Pointing dataset records
=-=-=
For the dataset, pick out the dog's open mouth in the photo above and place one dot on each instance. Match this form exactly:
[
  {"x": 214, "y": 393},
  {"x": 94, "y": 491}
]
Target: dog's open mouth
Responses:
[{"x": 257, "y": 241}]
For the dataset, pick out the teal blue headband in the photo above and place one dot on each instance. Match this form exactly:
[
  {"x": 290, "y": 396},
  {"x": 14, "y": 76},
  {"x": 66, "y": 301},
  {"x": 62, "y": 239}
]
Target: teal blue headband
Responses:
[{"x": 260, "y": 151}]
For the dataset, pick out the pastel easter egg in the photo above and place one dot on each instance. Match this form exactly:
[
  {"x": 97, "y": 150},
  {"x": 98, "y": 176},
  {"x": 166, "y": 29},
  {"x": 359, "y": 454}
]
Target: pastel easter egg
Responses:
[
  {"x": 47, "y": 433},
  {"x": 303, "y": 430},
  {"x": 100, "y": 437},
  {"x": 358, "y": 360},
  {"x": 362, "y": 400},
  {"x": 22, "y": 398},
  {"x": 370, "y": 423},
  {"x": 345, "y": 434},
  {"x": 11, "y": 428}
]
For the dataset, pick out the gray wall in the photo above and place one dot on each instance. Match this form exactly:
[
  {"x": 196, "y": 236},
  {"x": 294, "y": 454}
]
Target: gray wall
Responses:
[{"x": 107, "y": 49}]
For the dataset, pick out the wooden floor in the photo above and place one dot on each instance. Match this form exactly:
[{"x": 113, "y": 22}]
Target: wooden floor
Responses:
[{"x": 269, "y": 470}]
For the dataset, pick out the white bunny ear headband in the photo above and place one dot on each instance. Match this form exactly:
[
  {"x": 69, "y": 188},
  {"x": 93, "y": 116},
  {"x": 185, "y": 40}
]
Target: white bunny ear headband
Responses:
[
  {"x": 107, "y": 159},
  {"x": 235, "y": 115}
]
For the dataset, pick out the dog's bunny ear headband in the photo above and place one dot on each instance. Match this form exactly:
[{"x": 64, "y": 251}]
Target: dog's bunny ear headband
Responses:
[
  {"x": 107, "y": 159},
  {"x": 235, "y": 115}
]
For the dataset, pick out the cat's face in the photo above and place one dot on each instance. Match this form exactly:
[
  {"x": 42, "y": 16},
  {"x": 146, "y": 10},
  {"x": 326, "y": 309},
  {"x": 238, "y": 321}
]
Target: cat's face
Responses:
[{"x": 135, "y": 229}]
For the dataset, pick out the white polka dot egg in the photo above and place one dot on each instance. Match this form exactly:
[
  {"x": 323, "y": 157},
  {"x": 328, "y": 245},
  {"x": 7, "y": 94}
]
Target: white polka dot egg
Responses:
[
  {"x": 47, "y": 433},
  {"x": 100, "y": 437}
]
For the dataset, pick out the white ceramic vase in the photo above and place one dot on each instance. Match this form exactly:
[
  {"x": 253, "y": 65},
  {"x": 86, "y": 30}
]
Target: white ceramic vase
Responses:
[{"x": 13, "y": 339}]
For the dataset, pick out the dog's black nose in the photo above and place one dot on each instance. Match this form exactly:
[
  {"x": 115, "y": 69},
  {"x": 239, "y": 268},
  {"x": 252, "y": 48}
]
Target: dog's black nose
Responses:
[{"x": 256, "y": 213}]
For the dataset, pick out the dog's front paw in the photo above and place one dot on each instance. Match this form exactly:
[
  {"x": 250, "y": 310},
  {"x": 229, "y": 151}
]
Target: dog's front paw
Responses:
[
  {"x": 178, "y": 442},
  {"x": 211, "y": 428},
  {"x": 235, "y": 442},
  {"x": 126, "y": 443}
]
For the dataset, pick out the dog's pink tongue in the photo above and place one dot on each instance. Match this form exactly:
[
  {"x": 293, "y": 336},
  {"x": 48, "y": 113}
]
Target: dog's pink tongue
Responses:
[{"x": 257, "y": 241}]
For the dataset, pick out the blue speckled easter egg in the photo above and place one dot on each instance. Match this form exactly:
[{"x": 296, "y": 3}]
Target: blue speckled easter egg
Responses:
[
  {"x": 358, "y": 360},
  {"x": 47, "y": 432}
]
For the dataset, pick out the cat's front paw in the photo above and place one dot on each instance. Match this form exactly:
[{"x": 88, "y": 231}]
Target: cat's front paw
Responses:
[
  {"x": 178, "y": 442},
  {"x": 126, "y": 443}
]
=-=-=
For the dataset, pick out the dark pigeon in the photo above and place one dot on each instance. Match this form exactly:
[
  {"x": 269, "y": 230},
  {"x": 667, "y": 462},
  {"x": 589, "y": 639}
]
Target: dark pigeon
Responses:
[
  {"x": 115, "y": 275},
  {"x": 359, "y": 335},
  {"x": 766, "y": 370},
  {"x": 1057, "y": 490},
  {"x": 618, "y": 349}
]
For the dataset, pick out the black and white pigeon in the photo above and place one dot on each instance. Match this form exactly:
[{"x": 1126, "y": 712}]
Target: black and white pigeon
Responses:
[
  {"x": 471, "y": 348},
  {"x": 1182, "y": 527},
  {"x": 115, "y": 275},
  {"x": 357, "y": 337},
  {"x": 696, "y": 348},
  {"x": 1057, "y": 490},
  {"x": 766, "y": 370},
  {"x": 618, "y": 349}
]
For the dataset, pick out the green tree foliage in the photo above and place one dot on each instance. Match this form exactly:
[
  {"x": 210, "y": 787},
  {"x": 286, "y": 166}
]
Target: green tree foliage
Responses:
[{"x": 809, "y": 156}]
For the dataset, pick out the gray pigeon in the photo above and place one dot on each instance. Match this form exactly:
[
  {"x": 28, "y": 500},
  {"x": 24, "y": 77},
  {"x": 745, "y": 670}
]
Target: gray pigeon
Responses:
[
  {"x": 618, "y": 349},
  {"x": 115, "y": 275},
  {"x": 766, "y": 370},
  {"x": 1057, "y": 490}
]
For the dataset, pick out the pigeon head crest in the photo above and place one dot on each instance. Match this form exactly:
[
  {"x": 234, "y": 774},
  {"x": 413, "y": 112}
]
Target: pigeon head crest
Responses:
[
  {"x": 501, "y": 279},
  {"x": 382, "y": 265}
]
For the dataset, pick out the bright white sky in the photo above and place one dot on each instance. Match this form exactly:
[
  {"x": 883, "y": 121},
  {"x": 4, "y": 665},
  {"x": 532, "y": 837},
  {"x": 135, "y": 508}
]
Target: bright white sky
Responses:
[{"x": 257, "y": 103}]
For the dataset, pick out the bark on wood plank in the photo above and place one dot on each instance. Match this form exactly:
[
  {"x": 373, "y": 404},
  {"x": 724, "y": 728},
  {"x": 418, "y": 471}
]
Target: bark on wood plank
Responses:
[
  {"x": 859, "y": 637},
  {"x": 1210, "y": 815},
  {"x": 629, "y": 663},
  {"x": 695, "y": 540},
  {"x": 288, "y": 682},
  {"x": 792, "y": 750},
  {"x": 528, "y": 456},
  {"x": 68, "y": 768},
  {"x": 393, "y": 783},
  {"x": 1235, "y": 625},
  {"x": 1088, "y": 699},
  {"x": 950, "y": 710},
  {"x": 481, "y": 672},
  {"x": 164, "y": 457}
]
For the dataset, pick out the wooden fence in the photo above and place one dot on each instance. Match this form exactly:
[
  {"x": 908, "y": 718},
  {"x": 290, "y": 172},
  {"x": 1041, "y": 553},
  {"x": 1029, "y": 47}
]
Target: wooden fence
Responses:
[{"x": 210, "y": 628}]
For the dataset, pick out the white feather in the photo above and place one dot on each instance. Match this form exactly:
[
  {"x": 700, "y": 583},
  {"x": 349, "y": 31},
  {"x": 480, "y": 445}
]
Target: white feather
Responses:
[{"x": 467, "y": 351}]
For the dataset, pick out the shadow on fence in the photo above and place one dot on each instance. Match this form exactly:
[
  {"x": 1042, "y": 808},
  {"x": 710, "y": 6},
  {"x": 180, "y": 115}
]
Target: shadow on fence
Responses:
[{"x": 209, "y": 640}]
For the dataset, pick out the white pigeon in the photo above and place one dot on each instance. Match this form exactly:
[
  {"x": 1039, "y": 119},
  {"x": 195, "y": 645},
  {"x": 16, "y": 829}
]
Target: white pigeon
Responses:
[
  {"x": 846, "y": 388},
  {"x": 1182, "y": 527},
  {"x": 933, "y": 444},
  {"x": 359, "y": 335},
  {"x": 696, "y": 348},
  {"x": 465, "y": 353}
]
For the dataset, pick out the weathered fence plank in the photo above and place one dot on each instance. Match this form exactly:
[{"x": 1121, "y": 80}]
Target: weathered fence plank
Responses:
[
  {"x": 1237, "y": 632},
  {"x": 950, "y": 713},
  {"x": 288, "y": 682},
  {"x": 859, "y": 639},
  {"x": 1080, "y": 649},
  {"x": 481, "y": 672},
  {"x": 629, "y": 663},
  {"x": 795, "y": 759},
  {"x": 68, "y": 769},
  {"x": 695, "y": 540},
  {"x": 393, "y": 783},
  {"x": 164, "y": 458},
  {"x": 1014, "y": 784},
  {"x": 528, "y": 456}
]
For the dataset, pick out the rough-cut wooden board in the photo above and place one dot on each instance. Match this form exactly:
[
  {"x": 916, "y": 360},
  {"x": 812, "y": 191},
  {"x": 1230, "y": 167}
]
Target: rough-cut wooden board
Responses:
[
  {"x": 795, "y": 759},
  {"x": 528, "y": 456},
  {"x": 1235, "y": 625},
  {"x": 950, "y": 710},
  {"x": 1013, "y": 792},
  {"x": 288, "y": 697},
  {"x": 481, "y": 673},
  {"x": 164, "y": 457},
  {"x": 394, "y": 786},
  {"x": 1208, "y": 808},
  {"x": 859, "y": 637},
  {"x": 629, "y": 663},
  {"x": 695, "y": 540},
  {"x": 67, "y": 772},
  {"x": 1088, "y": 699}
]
=-=-=
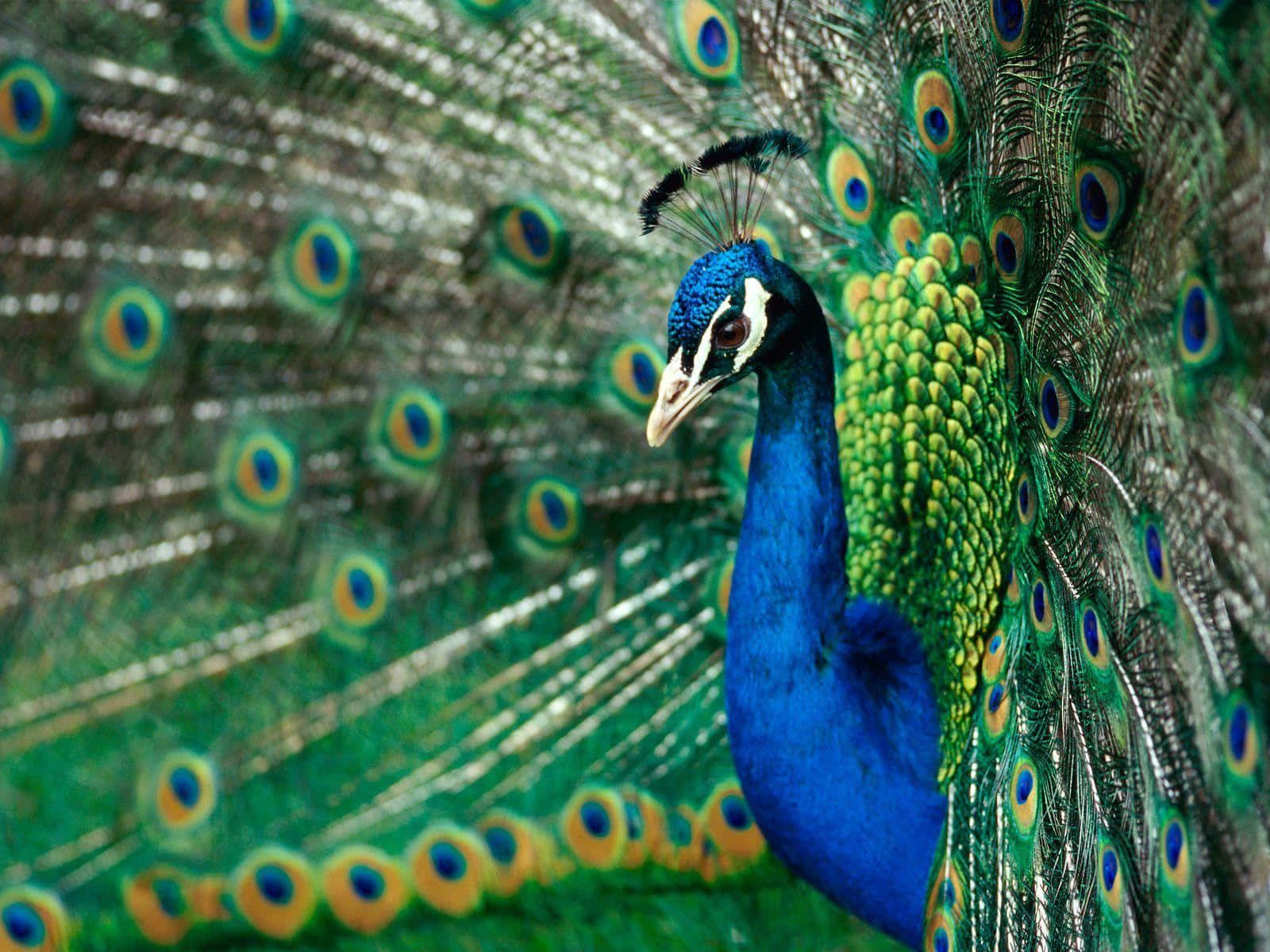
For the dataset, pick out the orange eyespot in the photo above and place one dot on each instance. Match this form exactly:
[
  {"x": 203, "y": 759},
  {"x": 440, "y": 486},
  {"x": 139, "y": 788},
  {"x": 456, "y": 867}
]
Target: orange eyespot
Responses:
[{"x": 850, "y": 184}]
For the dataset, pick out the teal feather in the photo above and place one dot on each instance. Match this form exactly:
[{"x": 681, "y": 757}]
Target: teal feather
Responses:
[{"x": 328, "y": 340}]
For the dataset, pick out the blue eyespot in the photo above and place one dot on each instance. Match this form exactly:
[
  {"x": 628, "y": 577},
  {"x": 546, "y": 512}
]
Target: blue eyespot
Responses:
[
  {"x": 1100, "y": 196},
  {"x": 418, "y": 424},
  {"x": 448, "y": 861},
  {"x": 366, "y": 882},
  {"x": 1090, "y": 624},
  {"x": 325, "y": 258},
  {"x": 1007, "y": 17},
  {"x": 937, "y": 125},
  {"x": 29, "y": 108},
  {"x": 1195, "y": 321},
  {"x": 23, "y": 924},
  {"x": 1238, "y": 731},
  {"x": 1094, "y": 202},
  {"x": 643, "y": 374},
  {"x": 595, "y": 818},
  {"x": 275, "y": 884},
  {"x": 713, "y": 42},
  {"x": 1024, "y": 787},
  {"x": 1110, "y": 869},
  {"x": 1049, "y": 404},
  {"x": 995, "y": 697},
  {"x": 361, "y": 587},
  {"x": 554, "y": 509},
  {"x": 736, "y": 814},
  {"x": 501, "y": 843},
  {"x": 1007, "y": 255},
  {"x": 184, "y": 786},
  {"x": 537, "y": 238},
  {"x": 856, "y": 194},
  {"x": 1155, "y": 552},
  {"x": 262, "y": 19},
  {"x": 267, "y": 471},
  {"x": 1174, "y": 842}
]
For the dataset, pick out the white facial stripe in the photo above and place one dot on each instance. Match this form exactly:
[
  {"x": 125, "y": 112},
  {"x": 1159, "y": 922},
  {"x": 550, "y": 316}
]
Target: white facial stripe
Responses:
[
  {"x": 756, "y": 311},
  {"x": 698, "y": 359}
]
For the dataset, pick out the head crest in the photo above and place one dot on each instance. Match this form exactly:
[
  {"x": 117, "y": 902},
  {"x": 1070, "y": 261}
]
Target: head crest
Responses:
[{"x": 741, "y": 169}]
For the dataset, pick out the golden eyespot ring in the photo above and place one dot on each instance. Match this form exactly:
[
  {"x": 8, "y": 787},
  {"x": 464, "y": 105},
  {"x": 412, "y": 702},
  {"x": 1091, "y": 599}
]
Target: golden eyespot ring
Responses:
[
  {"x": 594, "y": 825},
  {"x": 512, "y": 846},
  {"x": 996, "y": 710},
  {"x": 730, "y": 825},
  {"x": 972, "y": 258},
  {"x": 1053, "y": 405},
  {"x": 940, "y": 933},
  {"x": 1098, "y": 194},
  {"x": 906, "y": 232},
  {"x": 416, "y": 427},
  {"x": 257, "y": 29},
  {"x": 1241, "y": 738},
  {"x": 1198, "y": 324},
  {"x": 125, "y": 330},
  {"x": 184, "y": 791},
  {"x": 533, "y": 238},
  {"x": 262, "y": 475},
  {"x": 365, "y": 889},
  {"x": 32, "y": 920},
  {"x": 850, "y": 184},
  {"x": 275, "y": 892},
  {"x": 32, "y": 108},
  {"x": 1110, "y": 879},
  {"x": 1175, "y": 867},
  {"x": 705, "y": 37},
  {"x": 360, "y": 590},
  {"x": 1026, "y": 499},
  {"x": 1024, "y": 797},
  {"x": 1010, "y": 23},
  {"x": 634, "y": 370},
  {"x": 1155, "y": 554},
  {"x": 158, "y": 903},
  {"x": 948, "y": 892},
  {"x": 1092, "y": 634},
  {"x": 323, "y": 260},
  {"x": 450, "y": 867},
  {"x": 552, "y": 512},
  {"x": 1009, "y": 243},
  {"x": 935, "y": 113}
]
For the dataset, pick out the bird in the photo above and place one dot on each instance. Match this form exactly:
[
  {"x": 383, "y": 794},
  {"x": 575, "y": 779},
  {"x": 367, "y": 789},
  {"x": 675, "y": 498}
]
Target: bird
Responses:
=-=-=
**What to produce**. Count the lines in the records above that contain the word "black", with case counting. Give only the number.

**Exercise response**. 4